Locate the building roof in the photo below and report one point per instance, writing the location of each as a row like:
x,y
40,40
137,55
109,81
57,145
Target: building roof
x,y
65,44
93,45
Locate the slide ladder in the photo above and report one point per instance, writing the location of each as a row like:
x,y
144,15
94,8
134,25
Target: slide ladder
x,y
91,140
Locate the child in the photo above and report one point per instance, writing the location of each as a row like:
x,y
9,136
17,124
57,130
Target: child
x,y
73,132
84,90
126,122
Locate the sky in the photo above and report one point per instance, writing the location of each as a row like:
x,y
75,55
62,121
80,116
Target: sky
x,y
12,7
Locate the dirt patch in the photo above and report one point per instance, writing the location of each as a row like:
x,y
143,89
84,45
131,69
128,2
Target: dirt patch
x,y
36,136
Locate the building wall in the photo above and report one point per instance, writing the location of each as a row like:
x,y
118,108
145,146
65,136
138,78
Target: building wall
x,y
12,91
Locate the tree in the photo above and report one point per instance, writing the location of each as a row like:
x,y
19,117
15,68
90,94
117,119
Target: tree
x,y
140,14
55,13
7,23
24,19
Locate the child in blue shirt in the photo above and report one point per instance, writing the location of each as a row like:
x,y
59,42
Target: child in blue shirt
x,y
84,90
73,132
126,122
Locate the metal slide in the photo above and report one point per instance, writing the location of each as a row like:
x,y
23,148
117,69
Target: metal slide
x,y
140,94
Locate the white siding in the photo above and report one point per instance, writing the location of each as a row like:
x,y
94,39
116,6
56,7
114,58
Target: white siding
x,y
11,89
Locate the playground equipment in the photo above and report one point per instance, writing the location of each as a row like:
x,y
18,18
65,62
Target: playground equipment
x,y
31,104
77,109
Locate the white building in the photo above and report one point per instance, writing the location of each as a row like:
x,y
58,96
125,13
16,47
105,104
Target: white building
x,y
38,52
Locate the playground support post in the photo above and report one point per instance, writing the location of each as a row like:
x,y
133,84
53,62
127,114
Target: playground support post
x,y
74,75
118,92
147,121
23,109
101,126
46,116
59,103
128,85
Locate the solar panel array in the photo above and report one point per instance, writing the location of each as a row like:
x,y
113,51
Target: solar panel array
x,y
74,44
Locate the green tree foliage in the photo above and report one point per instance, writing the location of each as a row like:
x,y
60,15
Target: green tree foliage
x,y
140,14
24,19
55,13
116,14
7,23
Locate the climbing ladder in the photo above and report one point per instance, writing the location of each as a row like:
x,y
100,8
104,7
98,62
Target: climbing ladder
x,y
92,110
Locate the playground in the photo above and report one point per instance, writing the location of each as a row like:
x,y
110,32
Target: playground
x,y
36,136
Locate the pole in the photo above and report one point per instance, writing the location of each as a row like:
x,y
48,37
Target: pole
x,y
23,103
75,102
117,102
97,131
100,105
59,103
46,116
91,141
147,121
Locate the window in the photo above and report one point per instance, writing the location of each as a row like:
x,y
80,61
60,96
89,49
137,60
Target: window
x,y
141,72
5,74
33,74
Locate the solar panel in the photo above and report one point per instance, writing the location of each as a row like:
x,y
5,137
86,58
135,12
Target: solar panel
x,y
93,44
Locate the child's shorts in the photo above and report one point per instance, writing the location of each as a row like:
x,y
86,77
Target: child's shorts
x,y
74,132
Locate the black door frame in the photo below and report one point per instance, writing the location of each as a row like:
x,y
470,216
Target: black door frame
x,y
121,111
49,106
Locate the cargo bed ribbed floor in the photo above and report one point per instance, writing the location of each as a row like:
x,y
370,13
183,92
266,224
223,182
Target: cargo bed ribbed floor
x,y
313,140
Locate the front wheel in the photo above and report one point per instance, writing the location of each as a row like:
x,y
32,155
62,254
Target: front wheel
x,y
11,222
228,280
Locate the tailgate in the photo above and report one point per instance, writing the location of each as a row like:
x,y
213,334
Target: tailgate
--------------------------------------------------
* [What is being asked]:
Repeat every record, keeping each line exactly as it is.

* [Exercise response]:
Locate the building roof in the photo below and report one point per instance, writing the location of each as a row like:
x,y
40,40
137,55
109,81
57,145
Target: building roof
x,y
65,44
93,45
Locate the slide ladder in the photo above and report one point per instance, writing the location of each as a row like:
x,y
144,15
94,8
134,25
Target: slide ladder
x,y
91,140
Locate the child in the photo above and report one point per instance, writing the location of each as a row like:
x,y
9,136
17,124
57,130
Target: child
x,y
73,132
84,90
126,122
Locate the sky in the photo above and report one point per instance, writing the location of each as a row like:
x,y
75,55
62,121
80,116
Target: sky
x,y
12,7
Locate the dirt patch in the photo above and report one point per instance, writing the location of each as a row like:
x,y
143,89
84,45
131,69
128,2
Target: dirt patch
x,y
36,136
Locate the building wall in the photo above and report one point per instance, writing the location of each as a row like:
x,y
118,108
145,146
65,136
138,78
Target: building wall
x,y
12,91
Locate the tree in the photo above and report one point per instance, writing the location of each as a row like:
x,y
19,117
15,68
90,94
117,119
Target: tree
x,y
140,14
55,13
7,23
24,19
Locate the child in blue shirt in the photo above and report one point per instance, writing the location of each as a row like:
x,y
59,42
Target: child in blue shirt
x,y
84,90
73,132
126,122
Locate the metal slide in the photo above and report one point per instance, writing the location of each as a row like:
x,y
23,148
117,69
Target: metal slide
x,y
140,94
Locate the white siding in the photo above and report one point per instance, writing the location of each as a row like:
x,y
94,39
116,6
56,7
114,58
Target: white siding
x,y
11,89
Locate the playground equipment in the photo above and report one point per instance, writing the location of each as a row like:
x,y
18,18
65,62
Target: playground equipment
x,y
31,104
77,109
Locate the white building in the photo above and report one point per instance, writing the location of each as a row like:
x,y
58,96
125,13
16,47
105,104
Target: white building
x,y
38,52
Locate the playground support post in the photo above and report one point per instance, writing the location of each as a row like:
x,y
133,84
53,62
127,114
Target: playground support post
x,y
74,75
118,92
147,121
23,109
101,126
46,116
59,103
128,85
Locate the solar panel array in the photo above and report one point per instance, writing the location of each as a row like:
x,y
113,51
Target: solar panel array
x,y
74,44
Locate the green tree foliage in the photo above and report one point per instance, writing the location of each as a row like:
x,y
60,15
Target: green tree foliage
x,y
140,14
24,19
55,13
116,14
7,23
Locate the climbing ladder in the photo above and report one point per instance, writing the location of each as a row like:
x,y
100,8
104,7
98,62
Target: climbing ladder
x,y
92,110
Locate the playground in the photo above and report one point per instance, writing the location of each as a row like:
x,y
110,32
Target: playground
x,y
36,136
Locate the pole in the photo above and report one point per instance, writing the location of each as a row like:
x,y
48,37
Target: pole
x,y
23,103
75,102
117,102
97,131
100,105
59,103
46,116
91,141
147,121
Locate the window in the photo above and report one point per instance, writing the location of each as a row like:
x,y
80,61
60,96
89,49
137,60
Target: window
x,y
141,72
5,74
33,74
Locate the solar panel in the photo above and report one point per instance, writing the location of each as a row like:
x,y
5,137
86,58
135,12
Target: solar panel
x,y
93,44
Locate the child's shorts in the photo above and report one point per instance, writing the location of each as a row like:
x,y
86,77
Target: child's shorts
x,y
74,132
Locate the black door frame in the photo below and report one point per instance, writing the location of each as a row like:
x,y
470,216
Target: black door frame
x,y
121,111
49,106
Locate the cargo bed ribbed floor in the photo above and report one point per instance, writing the location of each as a row like:
x,y
370,13
183,92
266,224
223,182
Target: cargo bed ribbed floor
x,y
313,140
Locate the front wheel in the photo above and report one point per instance, writing the location of each as a row like:
x,y
32,155
62,254
Target: front wheel
x,y
11,222
228,280
Locate the tailgate in the photo above and report one point per instance, writing the location of each as a row like:
x,y
213,334
Target: tailgate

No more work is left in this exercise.